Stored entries
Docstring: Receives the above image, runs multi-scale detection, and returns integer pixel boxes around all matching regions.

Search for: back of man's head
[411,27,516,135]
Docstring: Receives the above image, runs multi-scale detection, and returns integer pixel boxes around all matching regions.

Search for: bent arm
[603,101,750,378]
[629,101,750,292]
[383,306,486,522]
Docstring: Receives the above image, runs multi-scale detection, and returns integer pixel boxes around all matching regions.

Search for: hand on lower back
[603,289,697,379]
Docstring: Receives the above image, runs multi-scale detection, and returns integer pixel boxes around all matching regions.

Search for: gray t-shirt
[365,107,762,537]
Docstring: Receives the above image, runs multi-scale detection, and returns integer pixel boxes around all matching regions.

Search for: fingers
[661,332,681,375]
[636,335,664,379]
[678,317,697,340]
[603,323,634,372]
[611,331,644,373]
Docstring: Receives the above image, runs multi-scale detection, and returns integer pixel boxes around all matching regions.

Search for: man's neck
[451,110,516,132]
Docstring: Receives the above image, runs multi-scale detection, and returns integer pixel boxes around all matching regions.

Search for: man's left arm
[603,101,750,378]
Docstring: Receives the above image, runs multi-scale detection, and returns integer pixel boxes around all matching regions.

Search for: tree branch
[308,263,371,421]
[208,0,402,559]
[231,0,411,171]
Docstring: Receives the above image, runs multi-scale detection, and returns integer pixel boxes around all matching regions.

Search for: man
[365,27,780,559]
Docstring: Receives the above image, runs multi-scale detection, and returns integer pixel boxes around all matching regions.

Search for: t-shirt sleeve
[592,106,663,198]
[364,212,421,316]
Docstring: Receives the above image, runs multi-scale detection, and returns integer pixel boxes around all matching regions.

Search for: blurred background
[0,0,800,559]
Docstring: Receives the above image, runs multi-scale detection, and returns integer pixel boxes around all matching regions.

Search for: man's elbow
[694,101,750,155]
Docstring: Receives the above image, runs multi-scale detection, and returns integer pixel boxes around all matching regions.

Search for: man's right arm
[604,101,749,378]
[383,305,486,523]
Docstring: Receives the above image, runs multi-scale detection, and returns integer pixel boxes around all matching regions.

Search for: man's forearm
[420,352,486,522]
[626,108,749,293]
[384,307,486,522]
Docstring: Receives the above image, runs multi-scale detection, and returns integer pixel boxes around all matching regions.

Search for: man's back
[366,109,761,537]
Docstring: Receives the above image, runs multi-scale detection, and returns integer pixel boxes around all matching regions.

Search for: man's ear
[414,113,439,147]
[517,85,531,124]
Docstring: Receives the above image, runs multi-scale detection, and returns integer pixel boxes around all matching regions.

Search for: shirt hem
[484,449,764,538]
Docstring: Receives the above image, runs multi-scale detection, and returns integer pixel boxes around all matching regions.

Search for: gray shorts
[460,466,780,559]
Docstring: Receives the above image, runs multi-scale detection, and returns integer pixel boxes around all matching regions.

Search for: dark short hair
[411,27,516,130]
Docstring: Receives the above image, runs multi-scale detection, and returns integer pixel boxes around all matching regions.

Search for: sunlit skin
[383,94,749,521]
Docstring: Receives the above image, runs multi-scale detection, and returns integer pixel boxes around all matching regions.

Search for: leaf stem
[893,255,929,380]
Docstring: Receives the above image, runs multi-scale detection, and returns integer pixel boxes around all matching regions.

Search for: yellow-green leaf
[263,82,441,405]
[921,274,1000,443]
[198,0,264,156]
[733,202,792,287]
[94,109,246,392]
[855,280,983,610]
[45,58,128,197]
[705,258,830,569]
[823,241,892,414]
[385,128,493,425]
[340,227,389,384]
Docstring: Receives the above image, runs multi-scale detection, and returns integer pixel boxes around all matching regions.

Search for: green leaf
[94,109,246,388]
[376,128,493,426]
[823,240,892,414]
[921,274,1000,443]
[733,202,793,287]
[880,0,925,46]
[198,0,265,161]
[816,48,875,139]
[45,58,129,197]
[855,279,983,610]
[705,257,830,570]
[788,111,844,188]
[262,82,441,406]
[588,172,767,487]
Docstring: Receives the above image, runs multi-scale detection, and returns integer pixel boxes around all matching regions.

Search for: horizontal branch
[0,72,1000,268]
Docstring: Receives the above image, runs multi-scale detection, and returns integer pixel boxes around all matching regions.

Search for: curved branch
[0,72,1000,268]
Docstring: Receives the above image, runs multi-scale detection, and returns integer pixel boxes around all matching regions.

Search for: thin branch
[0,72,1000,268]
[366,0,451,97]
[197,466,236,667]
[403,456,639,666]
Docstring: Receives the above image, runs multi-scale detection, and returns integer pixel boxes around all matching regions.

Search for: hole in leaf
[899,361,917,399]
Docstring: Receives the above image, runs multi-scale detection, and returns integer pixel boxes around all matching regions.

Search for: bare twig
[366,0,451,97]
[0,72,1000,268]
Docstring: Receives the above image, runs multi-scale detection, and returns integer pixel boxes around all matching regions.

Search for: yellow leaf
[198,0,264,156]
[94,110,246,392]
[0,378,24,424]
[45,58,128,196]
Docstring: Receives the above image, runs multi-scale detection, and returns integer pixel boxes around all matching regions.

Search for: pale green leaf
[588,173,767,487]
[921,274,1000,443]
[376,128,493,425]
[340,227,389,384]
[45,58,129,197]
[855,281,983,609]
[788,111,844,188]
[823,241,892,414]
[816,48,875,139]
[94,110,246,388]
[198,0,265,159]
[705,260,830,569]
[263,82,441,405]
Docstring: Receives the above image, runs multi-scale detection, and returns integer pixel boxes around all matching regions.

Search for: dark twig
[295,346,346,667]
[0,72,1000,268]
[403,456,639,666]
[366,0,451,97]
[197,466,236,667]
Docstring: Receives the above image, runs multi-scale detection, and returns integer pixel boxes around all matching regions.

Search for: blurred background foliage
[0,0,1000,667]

...

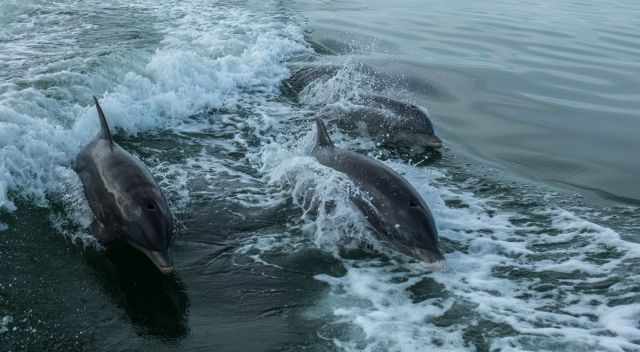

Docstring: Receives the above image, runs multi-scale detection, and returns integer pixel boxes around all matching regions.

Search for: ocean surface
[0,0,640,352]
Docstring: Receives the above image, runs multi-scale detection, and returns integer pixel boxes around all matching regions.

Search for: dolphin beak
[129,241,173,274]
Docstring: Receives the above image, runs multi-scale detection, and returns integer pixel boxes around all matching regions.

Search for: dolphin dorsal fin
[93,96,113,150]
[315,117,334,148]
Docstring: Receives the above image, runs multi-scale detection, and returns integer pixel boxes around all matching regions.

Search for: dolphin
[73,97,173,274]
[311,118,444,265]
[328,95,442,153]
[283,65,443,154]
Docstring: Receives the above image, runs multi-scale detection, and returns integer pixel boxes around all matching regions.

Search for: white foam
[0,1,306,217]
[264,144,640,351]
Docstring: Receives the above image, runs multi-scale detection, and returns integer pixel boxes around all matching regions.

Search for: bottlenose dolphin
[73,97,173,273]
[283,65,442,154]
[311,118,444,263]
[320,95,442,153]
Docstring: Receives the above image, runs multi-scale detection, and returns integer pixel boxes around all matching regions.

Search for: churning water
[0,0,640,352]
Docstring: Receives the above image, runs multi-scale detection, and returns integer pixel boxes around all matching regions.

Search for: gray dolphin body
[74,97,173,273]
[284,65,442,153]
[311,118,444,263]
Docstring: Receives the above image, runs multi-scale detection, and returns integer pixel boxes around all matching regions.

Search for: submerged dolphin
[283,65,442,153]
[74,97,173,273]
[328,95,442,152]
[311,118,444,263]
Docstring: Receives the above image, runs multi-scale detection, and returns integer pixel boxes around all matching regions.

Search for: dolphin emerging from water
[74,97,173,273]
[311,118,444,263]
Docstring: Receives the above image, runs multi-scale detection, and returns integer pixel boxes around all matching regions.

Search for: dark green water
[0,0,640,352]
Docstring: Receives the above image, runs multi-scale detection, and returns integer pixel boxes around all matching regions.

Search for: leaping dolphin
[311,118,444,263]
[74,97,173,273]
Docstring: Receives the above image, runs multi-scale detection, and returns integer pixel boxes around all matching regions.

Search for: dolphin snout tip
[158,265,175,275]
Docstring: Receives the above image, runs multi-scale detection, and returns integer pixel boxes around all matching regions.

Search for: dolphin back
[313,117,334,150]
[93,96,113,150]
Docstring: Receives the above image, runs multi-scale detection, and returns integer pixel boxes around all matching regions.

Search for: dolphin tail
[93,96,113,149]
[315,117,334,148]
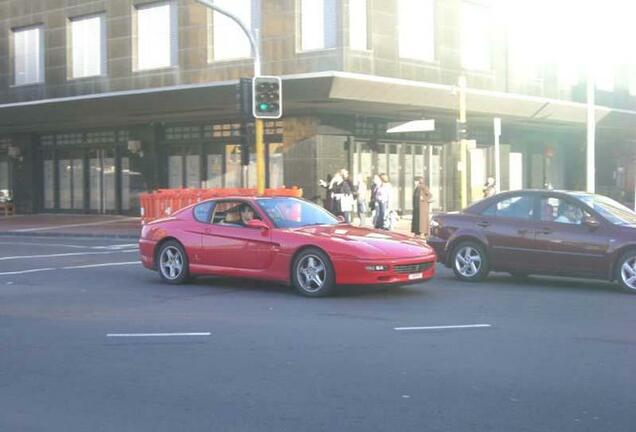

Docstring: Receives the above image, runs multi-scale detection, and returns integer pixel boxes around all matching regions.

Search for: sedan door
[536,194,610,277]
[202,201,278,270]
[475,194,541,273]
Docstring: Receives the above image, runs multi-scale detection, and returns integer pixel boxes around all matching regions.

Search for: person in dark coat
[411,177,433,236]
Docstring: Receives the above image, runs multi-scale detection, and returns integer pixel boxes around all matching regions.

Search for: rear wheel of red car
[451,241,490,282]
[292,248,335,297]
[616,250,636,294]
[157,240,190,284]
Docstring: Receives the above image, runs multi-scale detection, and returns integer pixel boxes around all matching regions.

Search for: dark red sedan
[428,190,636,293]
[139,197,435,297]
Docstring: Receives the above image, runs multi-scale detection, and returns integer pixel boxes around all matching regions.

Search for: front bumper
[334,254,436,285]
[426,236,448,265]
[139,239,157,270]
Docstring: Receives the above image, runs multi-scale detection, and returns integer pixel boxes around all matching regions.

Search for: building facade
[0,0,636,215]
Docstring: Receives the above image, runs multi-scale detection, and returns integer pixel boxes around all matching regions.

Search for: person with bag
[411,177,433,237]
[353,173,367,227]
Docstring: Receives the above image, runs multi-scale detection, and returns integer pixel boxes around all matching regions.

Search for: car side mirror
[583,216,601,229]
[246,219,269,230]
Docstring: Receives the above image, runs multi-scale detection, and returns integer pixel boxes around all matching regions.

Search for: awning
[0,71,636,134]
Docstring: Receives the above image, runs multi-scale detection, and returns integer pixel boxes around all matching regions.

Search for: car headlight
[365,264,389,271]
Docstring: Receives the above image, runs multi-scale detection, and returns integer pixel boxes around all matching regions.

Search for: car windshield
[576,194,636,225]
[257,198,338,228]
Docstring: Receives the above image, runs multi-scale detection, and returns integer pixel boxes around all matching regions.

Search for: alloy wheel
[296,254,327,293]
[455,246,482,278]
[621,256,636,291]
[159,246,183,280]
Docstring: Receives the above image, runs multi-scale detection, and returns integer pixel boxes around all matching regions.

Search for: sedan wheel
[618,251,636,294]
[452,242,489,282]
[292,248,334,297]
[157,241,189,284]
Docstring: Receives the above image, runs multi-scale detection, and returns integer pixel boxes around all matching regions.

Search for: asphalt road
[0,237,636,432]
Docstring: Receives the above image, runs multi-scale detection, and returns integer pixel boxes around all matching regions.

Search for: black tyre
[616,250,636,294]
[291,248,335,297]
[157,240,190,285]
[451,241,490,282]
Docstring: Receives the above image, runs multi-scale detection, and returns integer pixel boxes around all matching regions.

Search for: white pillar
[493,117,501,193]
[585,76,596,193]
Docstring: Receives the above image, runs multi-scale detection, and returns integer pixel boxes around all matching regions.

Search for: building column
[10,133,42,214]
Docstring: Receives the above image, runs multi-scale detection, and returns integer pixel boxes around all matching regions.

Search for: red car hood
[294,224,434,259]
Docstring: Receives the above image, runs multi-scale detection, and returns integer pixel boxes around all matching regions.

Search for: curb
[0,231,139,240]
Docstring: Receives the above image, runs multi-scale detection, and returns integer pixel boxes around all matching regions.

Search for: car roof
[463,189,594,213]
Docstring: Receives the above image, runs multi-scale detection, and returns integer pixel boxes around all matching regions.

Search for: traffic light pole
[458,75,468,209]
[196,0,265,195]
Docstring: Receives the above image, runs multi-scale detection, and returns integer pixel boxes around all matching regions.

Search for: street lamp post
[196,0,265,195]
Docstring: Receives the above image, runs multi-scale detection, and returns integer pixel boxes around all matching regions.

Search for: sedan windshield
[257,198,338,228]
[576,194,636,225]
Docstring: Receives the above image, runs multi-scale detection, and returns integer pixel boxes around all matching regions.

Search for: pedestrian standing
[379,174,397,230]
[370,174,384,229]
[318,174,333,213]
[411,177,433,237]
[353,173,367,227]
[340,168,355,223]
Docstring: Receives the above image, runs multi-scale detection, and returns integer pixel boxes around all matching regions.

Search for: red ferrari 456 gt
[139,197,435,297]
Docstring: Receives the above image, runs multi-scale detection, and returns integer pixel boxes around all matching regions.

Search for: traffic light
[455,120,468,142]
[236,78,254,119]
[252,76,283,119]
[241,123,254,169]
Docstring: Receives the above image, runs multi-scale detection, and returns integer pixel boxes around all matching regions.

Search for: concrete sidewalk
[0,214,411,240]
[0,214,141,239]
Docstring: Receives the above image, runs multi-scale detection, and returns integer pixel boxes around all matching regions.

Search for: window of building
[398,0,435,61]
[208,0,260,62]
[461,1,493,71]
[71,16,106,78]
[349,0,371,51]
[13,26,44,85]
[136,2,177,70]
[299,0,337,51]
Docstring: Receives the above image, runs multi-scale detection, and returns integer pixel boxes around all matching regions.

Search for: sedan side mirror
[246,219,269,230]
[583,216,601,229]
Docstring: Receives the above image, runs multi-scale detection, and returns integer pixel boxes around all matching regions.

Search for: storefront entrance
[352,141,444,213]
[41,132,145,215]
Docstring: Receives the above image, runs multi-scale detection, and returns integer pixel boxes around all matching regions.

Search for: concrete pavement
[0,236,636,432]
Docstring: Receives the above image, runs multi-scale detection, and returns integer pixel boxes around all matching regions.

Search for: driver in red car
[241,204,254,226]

### INSTRUCTIONS FOR THE TASK
Collect every line in the items that contains the word "dark". Case counts.

### OUTPUT OF THE EXERCISE
Search for: dark short hair
Search for: dark twig
Search for: dark green water
Search for: person in dark coat
Search for: dark red sedan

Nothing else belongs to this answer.